## Problem statement
The line containing "Find the table" marks the start; return it and every line after it in the listing below, exactly, through the last.

○ ○ ○ ○

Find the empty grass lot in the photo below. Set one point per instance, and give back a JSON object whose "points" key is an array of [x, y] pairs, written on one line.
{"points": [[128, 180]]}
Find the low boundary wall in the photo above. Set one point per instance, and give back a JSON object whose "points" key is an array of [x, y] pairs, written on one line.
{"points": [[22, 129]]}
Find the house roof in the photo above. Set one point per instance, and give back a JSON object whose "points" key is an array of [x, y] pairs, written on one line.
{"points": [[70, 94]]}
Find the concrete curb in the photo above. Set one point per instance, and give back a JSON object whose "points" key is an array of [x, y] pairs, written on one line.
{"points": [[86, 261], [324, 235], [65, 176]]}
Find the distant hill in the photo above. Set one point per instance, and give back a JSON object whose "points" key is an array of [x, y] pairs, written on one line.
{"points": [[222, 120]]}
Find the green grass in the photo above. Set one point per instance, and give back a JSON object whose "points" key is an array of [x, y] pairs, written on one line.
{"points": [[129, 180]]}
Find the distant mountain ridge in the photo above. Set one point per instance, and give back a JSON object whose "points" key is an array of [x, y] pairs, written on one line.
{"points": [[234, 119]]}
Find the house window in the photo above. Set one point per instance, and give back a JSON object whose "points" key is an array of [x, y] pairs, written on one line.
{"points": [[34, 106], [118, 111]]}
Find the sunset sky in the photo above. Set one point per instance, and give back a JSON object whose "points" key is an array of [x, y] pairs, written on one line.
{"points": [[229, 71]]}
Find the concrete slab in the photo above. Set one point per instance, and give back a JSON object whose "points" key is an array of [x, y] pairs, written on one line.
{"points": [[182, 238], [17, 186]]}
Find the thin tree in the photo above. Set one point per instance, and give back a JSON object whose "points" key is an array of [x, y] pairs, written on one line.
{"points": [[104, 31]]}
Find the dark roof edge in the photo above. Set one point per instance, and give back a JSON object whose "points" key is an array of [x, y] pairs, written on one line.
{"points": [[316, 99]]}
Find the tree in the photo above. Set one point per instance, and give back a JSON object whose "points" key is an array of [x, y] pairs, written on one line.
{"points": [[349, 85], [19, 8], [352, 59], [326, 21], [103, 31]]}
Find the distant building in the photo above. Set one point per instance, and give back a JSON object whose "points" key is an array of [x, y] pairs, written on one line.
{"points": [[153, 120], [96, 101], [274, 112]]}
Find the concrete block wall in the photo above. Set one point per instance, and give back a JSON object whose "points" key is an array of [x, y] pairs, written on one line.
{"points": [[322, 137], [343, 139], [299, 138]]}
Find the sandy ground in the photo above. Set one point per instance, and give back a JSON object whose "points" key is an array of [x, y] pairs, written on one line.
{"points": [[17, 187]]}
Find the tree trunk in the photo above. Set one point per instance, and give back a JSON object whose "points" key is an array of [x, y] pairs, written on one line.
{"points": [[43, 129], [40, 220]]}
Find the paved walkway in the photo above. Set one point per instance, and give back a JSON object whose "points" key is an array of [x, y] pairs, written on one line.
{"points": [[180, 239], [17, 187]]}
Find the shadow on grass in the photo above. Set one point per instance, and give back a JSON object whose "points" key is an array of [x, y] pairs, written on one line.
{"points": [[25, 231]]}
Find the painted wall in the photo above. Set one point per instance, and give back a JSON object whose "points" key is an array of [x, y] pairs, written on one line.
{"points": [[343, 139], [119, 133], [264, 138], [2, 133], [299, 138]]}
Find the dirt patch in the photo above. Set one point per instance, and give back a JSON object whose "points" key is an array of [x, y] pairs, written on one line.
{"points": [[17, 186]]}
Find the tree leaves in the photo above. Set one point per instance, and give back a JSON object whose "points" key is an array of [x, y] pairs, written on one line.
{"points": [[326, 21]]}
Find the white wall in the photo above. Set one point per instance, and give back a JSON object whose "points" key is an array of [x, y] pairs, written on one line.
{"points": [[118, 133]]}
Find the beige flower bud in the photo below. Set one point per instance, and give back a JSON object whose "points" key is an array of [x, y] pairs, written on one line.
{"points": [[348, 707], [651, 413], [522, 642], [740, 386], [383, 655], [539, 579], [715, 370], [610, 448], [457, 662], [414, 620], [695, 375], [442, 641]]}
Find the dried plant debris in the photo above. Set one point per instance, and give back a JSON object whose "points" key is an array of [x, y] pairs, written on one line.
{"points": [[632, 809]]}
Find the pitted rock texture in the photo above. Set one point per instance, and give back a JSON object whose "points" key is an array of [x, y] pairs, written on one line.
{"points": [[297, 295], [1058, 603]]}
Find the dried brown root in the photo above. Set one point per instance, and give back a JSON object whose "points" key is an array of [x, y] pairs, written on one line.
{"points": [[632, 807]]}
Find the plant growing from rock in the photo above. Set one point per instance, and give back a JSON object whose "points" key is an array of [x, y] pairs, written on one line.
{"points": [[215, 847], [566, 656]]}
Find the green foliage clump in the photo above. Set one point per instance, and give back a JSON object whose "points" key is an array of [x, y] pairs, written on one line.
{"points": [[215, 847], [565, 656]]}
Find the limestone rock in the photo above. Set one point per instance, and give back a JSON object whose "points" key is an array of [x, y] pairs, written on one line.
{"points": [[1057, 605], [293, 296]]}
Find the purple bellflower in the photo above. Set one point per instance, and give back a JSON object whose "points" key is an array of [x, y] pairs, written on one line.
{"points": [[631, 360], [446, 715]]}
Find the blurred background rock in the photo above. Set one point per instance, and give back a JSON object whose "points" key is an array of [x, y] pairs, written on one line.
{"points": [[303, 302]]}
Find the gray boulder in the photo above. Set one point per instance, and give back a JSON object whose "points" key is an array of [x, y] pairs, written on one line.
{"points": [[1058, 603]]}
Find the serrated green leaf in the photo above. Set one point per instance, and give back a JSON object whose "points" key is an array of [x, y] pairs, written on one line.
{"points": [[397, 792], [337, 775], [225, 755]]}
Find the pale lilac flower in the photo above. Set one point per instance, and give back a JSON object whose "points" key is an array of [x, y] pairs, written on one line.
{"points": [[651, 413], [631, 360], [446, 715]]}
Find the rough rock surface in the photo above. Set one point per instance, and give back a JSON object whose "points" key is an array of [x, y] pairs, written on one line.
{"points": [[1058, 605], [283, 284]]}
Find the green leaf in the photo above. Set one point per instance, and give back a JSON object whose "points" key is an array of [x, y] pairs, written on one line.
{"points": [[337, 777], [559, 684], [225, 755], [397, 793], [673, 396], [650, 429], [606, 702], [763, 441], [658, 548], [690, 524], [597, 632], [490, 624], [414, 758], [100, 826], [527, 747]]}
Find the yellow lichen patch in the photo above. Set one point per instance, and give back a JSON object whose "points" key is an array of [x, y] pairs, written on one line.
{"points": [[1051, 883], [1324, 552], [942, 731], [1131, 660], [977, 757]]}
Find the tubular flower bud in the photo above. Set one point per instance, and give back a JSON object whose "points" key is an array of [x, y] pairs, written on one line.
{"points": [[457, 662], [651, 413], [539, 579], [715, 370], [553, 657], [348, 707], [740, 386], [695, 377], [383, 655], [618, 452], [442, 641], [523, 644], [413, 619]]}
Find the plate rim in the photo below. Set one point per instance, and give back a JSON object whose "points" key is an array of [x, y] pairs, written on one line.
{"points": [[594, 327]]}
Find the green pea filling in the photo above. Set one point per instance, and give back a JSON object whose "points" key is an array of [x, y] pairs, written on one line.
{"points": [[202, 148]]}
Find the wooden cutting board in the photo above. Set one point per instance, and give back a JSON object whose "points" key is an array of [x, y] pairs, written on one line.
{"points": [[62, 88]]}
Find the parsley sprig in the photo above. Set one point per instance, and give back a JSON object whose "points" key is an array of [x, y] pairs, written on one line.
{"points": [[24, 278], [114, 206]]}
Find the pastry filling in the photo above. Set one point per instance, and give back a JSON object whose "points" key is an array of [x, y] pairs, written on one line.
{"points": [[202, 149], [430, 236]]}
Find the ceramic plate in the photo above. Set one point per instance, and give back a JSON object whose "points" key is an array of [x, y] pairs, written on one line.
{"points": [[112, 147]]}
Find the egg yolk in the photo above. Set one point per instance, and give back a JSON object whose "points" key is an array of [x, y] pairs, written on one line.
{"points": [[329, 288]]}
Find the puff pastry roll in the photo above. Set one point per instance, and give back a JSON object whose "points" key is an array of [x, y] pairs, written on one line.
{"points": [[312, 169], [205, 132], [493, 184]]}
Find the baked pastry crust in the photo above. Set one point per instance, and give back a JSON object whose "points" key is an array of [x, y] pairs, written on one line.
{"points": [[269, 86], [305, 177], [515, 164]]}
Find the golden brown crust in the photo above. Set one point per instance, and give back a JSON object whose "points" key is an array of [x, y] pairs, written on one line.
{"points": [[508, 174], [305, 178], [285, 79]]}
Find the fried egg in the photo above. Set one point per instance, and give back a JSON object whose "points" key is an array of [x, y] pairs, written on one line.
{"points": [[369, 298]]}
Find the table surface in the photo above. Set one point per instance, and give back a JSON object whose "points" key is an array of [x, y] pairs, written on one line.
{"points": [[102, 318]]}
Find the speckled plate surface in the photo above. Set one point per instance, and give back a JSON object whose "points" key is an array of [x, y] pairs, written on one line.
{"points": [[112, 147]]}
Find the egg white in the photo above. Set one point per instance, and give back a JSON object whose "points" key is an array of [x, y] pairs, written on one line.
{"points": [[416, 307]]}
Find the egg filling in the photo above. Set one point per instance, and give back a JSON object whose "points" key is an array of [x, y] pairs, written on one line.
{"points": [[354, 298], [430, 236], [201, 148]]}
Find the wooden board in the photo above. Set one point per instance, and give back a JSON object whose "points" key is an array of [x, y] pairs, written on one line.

○ ○ ○ ○

## The response
Find the table surface in the photo above. Set one point per instance, and give back a JSON object whose "points" key is an array of [x, y] pairs, written on one line.
{"points": [[102, 318]]}
Find the speckled plate surface in the photo above. Set one point per instance, and give back a JSON object whose "points" key is an array of [x, y] pairs, written on one line.
{"points": [[112, 147]]}
Find the egg white in the photo above. Set one point per instance, and give back a JSON object whose "points" key is an array of [x, y] pairs, written on one line.
{"points": [[416, 307]]}
Find the egg filling in the photo above. Set one point per instance, and give back a JSON object whose "points" key is an array of [x, y] pairs, written on one line.
{"points": [[354, 298], [430, 236], [201, 148]]}
Find the wooden board in the photo above. Set one point per instance, and give back a JSON object whose "points" key is an array of [x, y] pairs, written on one line.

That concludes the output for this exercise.